**WHAT TO WORK ON:**
Reproduce the data below word for word, omitting the pictures.

**PROVIDED MATERIAL:**
· · · ·

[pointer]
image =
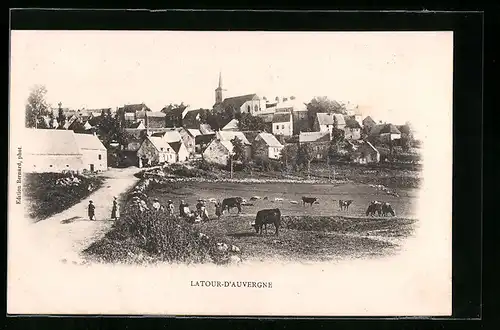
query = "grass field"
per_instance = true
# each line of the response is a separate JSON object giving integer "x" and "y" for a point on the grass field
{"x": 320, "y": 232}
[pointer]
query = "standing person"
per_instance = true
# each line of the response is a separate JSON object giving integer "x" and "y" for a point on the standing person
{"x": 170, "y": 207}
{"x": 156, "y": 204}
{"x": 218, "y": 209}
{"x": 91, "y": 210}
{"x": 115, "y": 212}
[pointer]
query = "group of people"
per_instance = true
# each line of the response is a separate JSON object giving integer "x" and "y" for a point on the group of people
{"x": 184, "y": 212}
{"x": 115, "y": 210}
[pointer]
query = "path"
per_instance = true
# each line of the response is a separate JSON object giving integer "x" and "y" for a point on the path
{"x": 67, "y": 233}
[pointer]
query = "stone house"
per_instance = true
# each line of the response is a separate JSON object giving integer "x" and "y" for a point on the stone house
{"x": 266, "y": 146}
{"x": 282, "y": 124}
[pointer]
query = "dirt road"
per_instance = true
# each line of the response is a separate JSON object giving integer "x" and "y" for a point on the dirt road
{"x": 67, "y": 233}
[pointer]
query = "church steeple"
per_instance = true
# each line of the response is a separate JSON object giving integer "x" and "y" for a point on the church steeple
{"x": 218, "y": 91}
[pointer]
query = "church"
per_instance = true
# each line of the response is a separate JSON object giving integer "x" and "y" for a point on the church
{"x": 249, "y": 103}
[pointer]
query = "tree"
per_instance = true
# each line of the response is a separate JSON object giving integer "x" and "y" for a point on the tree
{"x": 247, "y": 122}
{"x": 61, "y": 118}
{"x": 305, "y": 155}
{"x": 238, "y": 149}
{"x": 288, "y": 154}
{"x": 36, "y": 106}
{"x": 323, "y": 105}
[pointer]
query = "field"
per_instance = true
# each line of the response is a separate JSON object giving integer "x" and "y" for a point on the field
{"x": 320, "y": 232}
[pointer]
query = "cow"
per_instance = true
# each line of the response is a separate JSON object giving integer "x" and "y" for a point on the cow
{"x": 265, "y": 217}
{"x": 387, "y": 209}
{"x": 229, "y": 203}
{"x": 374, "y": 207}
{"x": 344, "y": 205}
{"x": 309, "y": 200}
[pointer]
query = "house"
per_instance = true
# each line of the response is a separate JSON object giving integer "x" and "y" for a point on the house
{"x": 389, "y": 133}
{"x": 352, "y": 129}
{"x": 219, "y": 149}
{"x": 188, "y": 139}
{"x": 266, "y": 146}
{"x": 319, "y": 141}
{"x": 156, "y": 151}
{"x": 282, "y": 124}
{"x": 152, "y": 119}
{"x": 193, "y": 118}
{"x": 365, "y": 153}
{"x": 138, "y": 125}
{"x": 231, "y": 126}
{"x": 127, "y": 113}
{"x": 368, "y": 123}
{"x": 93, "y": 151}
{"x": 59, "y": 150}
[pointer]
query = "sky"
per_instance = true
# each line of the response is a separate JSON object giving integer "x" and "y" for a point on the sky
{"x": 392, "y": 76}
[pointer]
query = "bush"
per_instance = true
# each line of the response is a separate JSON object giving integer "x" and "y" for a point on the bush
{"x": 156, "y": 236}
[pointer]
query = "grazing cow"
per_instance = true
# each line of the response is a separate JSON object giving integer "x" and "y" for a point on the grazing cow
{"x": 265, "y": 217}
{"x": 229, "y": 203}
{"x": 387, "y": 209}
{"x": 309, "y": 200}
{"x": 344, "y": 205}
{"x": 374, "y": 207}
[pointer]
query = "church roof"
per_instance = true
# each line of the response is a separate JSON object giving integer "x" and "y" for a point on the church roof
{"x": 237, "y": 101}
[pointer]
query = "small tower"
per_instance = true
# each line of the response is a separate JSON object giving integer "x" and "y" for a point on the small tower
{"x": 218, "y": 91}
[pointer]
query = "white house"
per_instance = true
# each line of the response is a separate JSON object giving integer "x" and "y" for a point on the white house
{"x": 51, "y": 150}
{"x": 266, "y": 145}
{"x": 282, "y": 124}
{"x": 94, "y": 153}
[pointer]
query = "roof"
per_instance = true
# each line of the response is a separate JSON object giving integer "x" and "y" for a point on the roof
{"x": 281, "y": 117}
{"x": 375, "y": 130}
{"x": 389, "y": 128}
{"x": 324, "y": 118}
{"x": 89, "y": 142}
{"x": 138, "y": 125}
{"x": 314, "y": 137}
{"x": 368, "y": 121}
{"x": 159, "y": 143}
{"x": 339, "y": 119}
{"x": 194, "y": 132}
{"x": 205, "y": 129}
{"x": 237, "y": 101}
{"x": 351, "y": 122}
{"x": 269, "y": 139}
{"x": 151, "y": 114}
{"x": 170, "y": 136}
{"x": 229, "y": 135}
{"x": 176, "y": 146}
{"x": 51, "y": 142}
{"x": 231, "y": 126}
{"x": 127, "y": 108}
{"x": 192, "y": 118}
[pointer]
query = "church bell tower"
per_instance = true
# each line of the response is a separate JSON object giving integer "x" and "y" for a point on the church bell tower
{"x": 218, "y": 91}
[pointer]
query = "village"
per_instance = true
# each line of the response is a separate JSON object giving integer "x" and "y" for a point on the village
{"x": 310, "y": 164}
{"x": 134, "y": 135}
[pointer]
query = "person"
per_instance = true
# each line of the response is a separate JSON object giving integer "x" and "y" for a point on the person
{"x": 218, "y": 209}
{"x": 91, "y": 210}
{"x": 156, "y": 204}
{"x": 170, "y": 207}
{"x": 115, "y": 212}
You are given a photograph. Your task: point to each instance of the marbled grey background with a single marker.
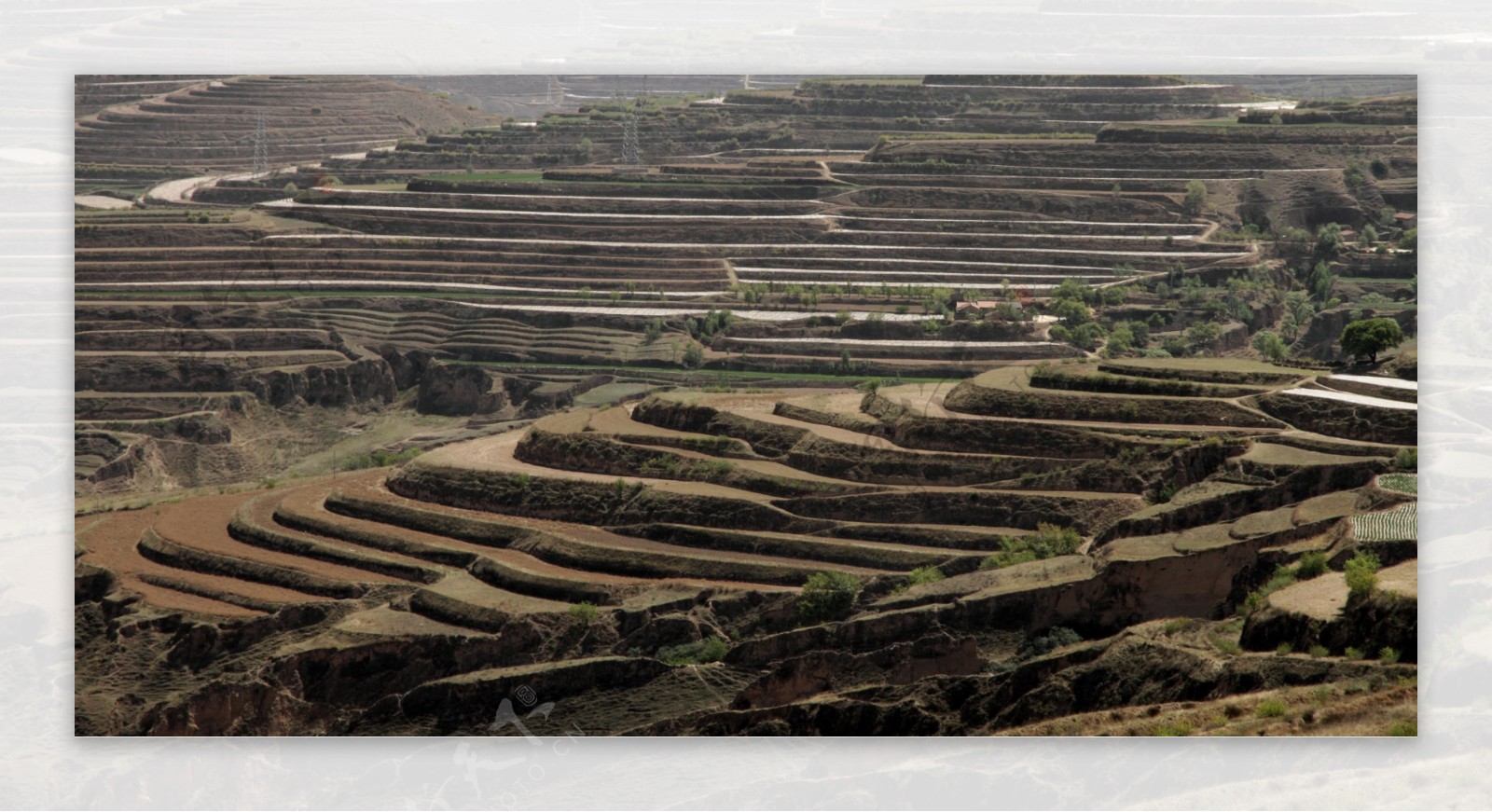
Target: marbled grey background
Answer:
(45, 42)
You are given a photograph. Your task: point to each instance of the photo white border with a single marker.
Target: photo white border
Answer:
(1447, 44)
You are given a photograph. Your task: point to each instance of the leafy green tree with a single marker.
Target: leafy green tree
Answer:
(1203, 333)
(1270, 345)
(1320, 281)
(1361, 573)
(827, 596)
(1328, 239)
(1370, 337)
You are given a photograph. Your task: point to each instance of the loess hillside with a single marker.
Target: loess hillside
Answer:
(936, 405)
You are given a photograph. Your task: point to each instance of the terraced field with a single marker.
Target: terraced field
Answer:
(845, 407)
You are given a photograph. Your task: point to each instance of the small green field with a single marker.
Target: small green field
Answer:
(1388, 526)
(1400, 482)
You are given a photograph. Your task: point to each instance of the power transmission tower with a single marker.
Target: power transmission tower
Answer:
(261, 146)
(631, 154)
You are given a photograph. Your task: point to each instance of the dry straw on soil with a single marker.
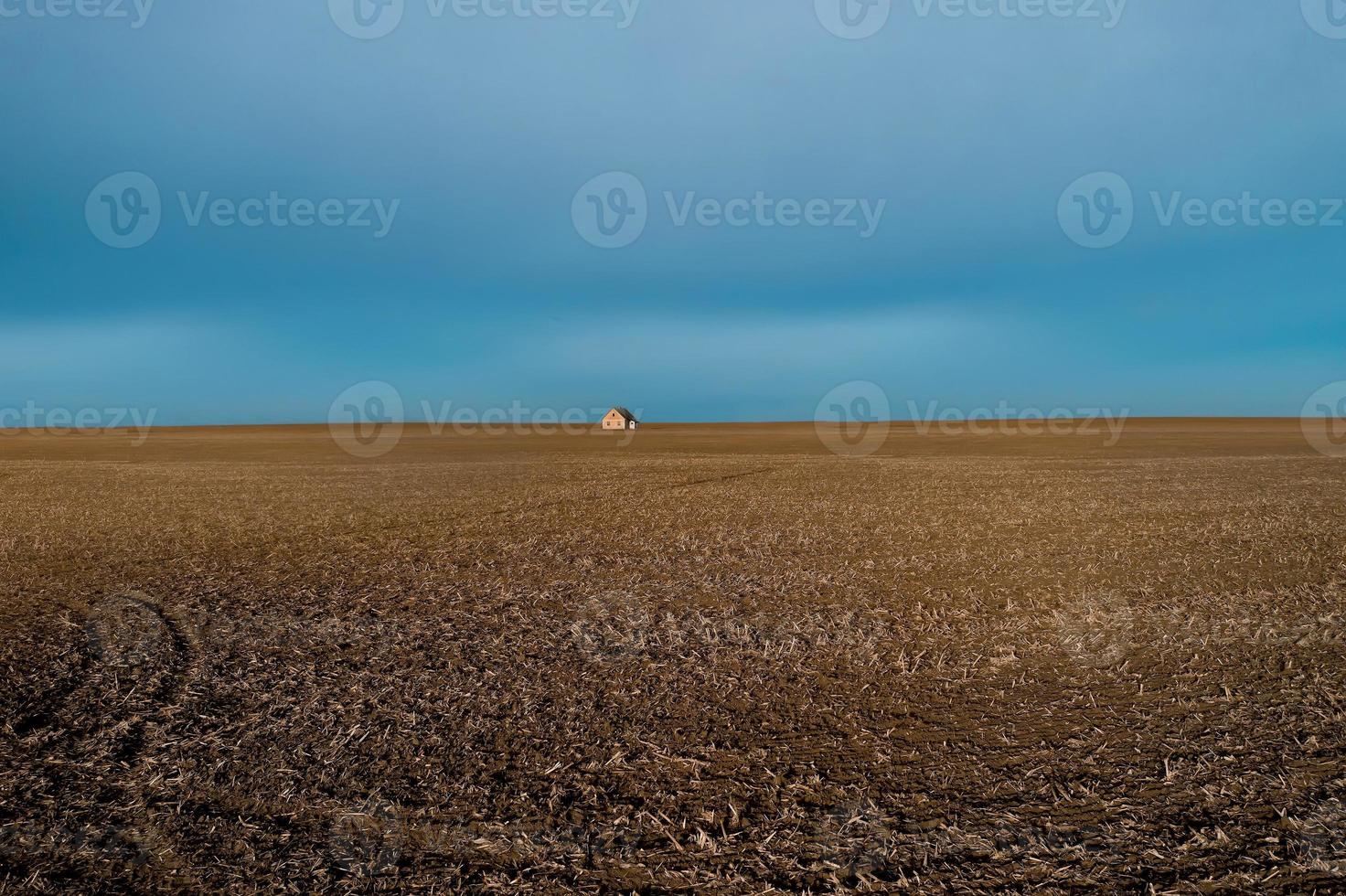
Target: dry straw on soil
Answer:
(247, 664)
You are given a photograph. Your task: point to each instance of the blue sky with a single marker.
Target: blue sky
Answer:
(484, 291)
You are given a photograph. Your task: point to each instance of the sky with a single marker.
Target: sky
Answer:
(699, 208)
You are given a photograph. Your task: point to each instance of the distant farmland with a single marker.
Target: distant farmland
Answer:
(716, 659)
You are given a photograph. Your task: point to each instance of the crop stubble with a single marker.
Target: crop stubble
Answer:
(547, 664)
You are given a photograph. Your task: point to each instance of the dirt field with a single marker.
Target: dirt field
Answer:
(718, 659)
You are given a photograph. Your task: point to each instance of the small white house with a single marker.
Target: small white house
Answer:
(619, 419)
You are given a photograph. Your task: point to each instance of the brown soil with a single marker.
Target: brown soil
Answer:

· · · ·

**RESPONSE BELOW:**
[pointer]
image =
query = "grass field"
per_instance = true
# each line of the response is a separate JSON object giving integer "x" and "y" for a point on the grass field
{"x": 320, "y": 232}
[pointer]
query = "standing person"
per_instance = true
# each line of the response is a separate JSON object giving integer "x" and "y" for a point on the standing person
{"x": 170, "y": 207}
{"x": 156, "y": 204}
{"x": 218, "y": 209}
{"x": 91, "y": 210}
{"x": 115, "y": 212}
[pointer]
query = "group of people"
per_instance = true
# each line of the response is a separate JSON object giving integer "x" and "y" for a point on the group of people
{"x": 184, "y": 212}
{"x": 115, "y": 210}
[pointer]
query = "path"
per_instance = true
# each line of the response is a separate JSON object giving integer "x" and "y" for a point on the path
{"x": 67, "y": 233}
[pointer]
query = "stone house"
per_instance = true
# each line of the response is a separate JSON object giving integer "x" and "y" for a point on the stone house
{"x": 266, "y": 146}
{"x": 282, "y": 124}
[pointer]
query = "dirt road"
per_instance = true
# each line of the response is a separate JSON object giving integer "x" and "y" for a point on the dirt road
{"x": 67, "y": 233}
[pointer]
query = "church steeple"
per_instance = true
# each line of the response is a separate JSON object giving integer "x" and "y" for a point on the church steeple
{"x": 218, "y": 91}
[pointer]
query = "church"
per_instance = true
# each line of the response is a separate JSON object giving integer "x" and "y" for a point on the church
{"x": 249, "y": 103}
[pointer]
query = "tree"
per_instance = true
# each line of the response is a separate JSON object giving integer "x" and "y" for a point on the tree
{"x": 247, "y": 122}
{"x": 61, "y": 118}
{"x": 305, "y": 155}
{"x": 238, "y": 149}
{"x": 288, "y": 154}
{"x": 36, "y": 106}
{"x": 323, "y": 105}
[pointer]
query = "field"
per_instance = true
# each line of the response is a separate JSON object giving integer "x" and "y" for a point on the field
{"x": 320, "y": 232}
[pointer]
query = "cow"
per_instance = true
# each line of the response is a separate JSON object giving integer "x" and "y" for a point on the cow
{"x": 265, "y": 217}
{"x": 387, "y": 209}
{"x": 229, "y": 203}
{"x": 374, "y": 207}
{"x": 344, "y": 205}
{"x": 309, "y": 200}
[pointer]
query = "house"
per_instance = true
# each line of the response is a separate JSON object giving integer "x" and "y" for a point on the house
{"x": 389, "y": 133}
{"x": 352, "y": 129}
{"x": 219, "y": 149}
{"x": 188, "y": 139}
{"x": 266, "y": 146}
{"x": 319, "y": 141}
{"x": 156, "y": 151}
{"x": 282, "y": 124}
{"x": 152, "y": 119}
{"x": 193, "y": 118}
{"x": 365, "y": 153}
{"x": 138, "y": 125}
{"x": 231, "y": 126}
{"x": 127, "y": 113}
{"x": 368, "y": 123}
{"x": 93, "y": 151}
{"x": 59, "y": 150}
[pointer]
query = "sky"
per_instance = true
# each line of the response is a separate JSON object giving integer "x" and "y" for a point on the sky
{"x": 392, "y": 76}
[pointer]
query = "bush"
per_instance = true
# each line of the response is a separate JSON object giving integer "x" and "y" for a point on the bush
{"x": 156, "y": 236}
[pointer]
query = "grazing cow"
per_instance = true
# each line of the response is a separate JSON object giving integer "x" and "y" for a point on the grazing cow
{"x": 265, "y": 217}
{"x": 229, "y": 203}
{"x": 387, "y": 209}
{"x": 309, "y": 200}
{"x": 344, "y": 205}
{"x": 374, "y": 207}
[pointer]
query = "church roof"
per_instance = true
# each line of the response is a separate JSON object giving integer "x" and "y" for a point on the church roof
{"x": 237, "y": 101}
[pointer]
query = "small tower"
per_instance = true
# each line of the response is a separate JSON object giving integer "x" and "y" for a point on the small tower
{"x": 218, "y": 91}
[pointer]
query = "white house"
per_instance = true
# each line of the response is a separate JSON object giving integer "x" and "y" for a point on the white house
{"x": 51, "y": 150}
{"x": 266, "y": 145}
{"x": 282, "y": 124}
{"x": 94, "y": 153}
[pointer]
query = "roof"
per_instance = true
# each line of the response is a separate JSON object giving integer "x" and "y" for a point on the roof
{"x": 281, "y": 117}
{"x": 375, "y": 130}
{"x": 389, "y": 128}
{"x": 324, "y": 118}
{"x": 89, "y": 142}
{"x": 138, "y": 125}
{"x": 314, "y": 137}
{"x": 368, "y": 121}
{"x": 159, "y": 143}
{"x": 339, "y": 119}
{"x": 194, "y": 132}
{"x": 205, "y": 129}
{"x": 237, "y": 101}
{"x": 351, "y": 122}
{"x": 269, "y": 139}
{"x": 151, "y": 114}
{"x": 170, "y": 136}
{"x": 229, "y": 135}
{"x": 176, "y": 146}
{"x": 51, "y": 142}
{"x": 231, "y": 126}
{"x": 127, "y": 108}
{"x": 192, "y": 118}
[pointer]
query = "church bell tower"
per_instance = true
# each line of the response is a separate JSON object giving integer "x" and "y" for a point on the church bell tower
{"x": 218, "y": 91}
[pointer]
query = "village"
per_instance = true
# each line of the response is a separate JSON object giving integer "x" and "y" for a point on the village
{"x": 310, "y": 164}
{"x": 134, "y": 135}
[pointer]
query = "person"
per_instance = true
# each line of the response is a separate JSON object giving integer "x" and "y" for a point on the person
{"x": 218, "y": 209}
{"x": 91, "y": 210}
{"x": 156, "y": 204}
{"x": 170, "y": 207}
{"x": 115, "y": 212}
You are given a photograph. Your task: point to each instance of the marbled grey background with a single marker.
Target: marbled grey background
Answer:
(45, 42)
You are given a photograph. Your task: point to each instance of the photo white border with a single marker.
Target: photo white border
Answer:
(1447, 44)
You are given a photograph. Your task: point to each instance of the leafy green tree with a single marker.
Target: leafy green tree
Answer:
(1203, 333)
(1270, 345)
(1320, 281)
(1361, 573)
(827, 596)
(1328, 239)
(1370, 337)
You are given a photograph. Your task: point to each instance of the loess hillside with a single marker.
Target: loess hillside
Answer:
(936, 405)
You are given a photograph. Your task: point to each instance of the terraced field with a single marker.
Target: terraced field
Answer:
(845, 407)
You are given a photograph. Your task: point to each instance of the small green field with a single marker.
Target: small green field
Answer:
(1388, 526)
(1400, 482)
You are given a photograph. Your task: point to each instance of the power transmission tower with a single marker.
Target: power transmission tower
Answer:
(261, 146)
(631, 154)
You are given a photograph. Your task: point to each instance of the dry straw on soil with a single marker.
Target: dry straw on soil
Answer:
(247, 664)
You are given a photograph. Your task: point to each instance of the blue sky with a single marker.
Target: blue sky
Answer:
(484, 291)
You are given a photograph. Your task: point to each instance of the sky with a single marker.
Target: sky
Answer:
(699, 208)
You are given a photograph. Your task: point to each instance of the distant farmland with a single marker.
Target: distant farmland
Answer:
(716, 659)
You are given a photograph. Your task: point to each instance of the crop stubble with a single marker.
Target: crop stubble
Answer:
(547, 664)
You are given a photograph. Your task: point to each instance of the dirt field with a single marker.
Target: dirt field
Answer:
(718, 659)
You are given a photograph. Your task: point to each instance of the small white house with a single marker.
Target: small white house
Answer:
(619, 419)
You are given a photograph. Your task: point to each instance of the brown soil with a single marker.
Target: brown soil
Answer:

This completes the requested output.